··· Listed records ···
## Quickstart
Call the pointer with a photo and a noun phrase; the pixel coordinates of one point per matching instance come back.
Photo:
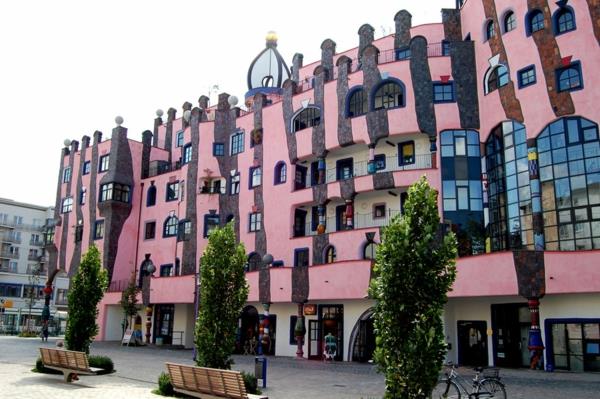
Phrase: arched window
(280, 172)
(170, 226)
(534, 21)
(389, 94)
(569, 170)
(510, 22)
(563, 20)
(151, 196)
(496, 78)
(254, 262)
(308, 117)
(369, 250)
(330, 254)
(489, 30)
(357, 102)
···
-- Problem --
Omitting all pictures, reproduce the records above in their entirety.

-- Your solution --
## Quickstart
Call the pointer with a photo and a noun phrase; the pixel coordinates of one point per matching instance come back.
Photo:
Phrase: arched window
(280, 172)
(170, 226)
(534, 21)
(389, 94)
(569, 170)
(510, 22)
(563, 20)
(151, 196)
(496, 78)
(254, 262)
(308, 117)
(369, 250)
(330, 254)
(489, 30)
(357, 102)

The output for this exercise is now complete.